— BEGIN PROVIDED TEXT —
The balloons themselves are around 15m in diameter and can carry up to a 10kg payload of antennas, navigation equipment, computers and batteries. They will sit at an altitude of 20km, placing them in the stratosphere well above any commercial traffic and below satellite range.

This altitude is part of how Google plans to steer the meandering travellers, relying on the generally singular-directional layers of wind that dominate the way-up there. By simply increasing and decreasing height, a balloon can ride the wind to its destination and even be directed to land in specific drop-off locations when it requires recycling or refitting. The batteries are solar-powered, adding to the overall green-theme of the project.

Tests of Project Loon are underway in New Zealand and will spread to Tasmania, Australia in mid-2014.

The aim is to produce a continuously moving ring of balloons around the globe, using the west-to-east winds in the stratosphere as a free conveyer belt.

Loon antics

In a video outlining the project, Rich Devaul, Chief Technical Architect for Project Loon, explained that the system will “communicate with specialised internet antennas on the ground. [An] antenna points up at the sky and talks to [a] balloon and each one of these balloons talks to their neighbouring balloons and then back down to the ground station which is connected to the local internet provider.”

Devaul also stated that the team has “designed our radios and antennas specifically to receive signals from Project Loon only… If we didn’t filter out the other signals the technology just wouldn’t work.”

Unlike Google’s blimp project in Africa, Loon looks to be a way to extend the range of pre-existing mobile broadband providers. This explains why the tests are starting in countries like NZ and Australia, rather than in more remote nations where internet access is even more limited or non-existent. Google is essentially building wireless broadband towers in the sky, rather than actually providing its own brand of wireless internet.
— END PROVIDED TEXT —
— BEGIN DATA LINES —
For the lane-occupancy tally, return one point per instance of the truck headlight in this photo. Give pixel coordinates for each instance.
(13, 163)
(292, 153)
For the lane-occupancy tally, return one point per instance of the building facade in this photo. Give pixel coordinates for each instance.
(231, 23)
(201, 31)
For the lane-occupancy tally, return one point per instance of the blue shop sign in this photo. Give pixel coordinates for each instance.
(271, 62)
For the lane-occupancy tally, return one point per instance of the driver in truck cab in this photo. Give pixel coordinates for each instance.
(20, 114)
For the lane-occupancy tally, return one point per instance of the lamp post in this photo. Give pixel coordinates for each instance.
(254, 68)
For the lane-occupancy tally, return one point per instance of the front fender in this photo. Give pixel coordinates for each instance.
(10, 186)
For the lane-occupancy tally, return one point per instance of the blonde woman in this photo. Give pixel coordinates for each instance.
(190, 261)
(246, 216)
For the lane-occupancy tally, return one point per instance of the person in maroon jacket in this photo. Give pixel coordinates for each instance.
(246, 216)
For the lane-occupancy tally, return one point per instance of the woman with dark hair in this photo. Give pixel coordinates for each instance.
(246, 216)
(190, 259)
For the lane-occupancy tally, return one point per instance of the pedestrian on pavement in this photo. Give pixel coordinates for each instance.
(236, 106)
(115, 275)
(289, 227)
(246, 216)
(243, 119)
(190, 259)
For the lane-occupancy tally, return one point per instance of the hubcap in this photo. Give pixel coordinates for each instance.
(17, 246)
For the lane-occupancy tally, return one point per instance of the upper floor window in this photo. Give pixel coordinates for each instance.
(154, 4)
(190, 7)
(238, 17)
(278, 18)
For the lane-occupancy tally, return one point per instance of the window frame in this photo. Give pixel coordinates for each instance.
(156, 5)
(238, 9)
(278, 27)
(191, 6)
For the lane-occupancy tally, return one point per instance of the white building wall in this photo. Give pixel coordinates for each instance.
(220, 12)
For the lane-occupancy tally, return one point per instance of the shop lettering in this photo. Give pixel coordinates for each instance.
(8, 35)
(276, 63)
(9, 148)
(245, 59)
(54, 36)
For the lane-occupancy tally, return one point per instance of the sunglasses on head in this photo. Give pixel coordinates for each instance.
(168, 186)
— END DATA LINES —
• TASK REQUIREMENTS
Do these statements agree with the Project Loon text? 1. The balloons will fly at an altitude of 20km. 2. Project Loon tests are already underway in Tasmania. 3. Google intends Loon to provide its own brand of wireless internet. For each, answer yes or no and quote the deciding words of the text.

• EXERCISE RESPONSE
1. Yes: "They will sit at an altitude of 20km"
2. No: "Tests of Project Loon are underway in New Zealand and will spread to Tasmania, Australia in mid-2014."
3. No: "rather than actually providing its own brand of wireless internet"